**** Document section
For as long as I can remember, I’ve wanted to write children’s books. By that, I mean chapter books for children, otherwise known as middle grade. I wanted to write stories like the ones that I grew up reading so that kids could be entertained, comforted, and informed about what could be in store for them growing up.
When I graduated from college in December 2007 with a bachelor’s degree in creative writing, I felt like it was time to get started fulfilling that dream. Between job hunting, I started working on a novel which I was developing from one of the short stories I had workshopped in my fiction writing classes.
In my last one-on-one session with her, my fiction writing professor pointed to this specific story and told me, “This could be the beginning of a novel.” It was a story about a young girl who spends an afternoon helping her elderly neighbor with some yardwork. Afterwards, she and the neighbor talk about how much their street has changed since the neighbor was a girl.
The story was based on a relationship I had with two elderly neighbors growing up. So, it was easy inspiration for me to draw from and create a five to 10-page story for class.
********
→ Things to do:
1. In what month and year did the writer graduate from college, according to the essay on writing children's books?
2. According to the essay on writing children's books, why was the story about the young girl and her elderly neighbor easy to write?
3. Print the part of the essay on writing children's books between "When I graduated" and "was a girl.", inclusive.
The records after this point are separate from the essay.
**** Information given
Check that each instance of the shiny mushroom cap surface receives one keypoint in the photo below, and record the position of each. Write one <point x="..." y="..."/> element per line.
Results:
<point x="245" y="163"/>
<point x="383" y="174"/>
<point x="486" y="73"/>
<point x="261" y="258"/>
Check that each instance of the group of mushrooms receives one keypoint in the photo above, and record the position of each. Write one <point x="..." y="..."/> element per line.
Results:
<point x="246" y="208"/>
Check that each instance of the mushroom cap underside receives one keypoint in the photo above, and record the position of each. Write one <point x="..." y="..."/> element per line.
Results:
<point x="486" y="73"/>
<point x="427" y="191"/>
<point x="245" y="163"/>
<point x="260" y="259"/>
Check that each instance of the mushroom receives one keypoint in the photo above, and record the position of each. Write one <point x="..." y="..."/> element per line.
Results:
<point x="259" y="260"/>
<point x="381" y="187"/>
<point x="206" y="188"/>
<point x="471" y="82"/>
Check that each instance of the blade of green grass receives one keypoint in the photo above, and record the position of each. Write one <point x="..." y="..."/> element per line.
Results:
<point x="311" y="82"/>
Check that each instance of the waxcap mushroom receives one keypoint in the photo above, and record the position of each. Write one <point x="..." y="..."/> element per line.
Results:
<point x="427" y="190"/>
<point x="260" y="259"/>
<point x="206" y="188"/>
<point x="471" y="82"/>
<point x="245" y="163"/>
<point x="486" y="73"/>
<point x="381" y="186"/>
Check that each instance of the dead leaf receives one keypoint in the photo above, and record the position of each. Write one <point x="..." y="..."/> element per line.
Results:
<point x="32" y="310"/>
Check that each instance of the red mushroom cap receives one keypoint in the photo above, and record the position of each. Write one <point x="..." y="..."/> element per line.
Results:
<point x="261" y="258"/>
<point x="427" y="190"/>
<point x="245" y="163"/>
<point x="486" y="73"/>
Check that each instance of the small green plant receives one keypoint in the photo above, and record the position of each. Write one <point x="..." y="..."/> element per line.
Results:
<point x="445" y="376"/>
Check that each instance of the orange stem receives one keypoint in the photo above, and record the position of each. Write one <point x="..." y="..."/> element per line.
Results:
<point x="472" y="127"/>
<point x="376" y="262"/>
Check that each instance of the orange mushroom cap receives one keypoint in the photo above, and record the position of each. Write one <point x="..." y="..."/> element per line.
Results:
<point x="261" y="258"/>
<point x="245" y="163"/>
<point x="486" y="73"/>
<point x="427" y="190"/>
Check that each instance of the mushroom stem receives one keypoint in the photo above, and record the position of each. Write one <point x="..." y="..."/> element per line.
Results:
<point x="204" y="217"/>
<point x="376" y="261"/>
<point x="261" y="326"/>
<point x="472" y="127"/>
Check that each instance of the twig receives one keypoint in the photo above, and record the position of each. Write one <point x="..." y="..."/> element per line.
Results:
********
→ Task results:
1. December 2007.

2. The story was based on the writer's relationship with two elderly neighbors while growing up. That made it easy inspiration to draw from for a five to 10-page class story.

3.
When I graduated from college in December 2007 with a bachelor’s degree in creative writing, I felt like it was time to get started fulfilling that dream. Between job hunting, I started working on a novel which I was developing from one of the short stories I had workshopped in my fiction writing classes.
In my last one-on-one session with her, my fiction writing professor pointed to this specific story and told me, “This could be the beginning of a novel.” It was a story about a young girl who spends an afternoon helping her elderly neighbor with some yardwork. Afterwards, she and the neighbor talk about how much their street has changed since the neighbor was a girl.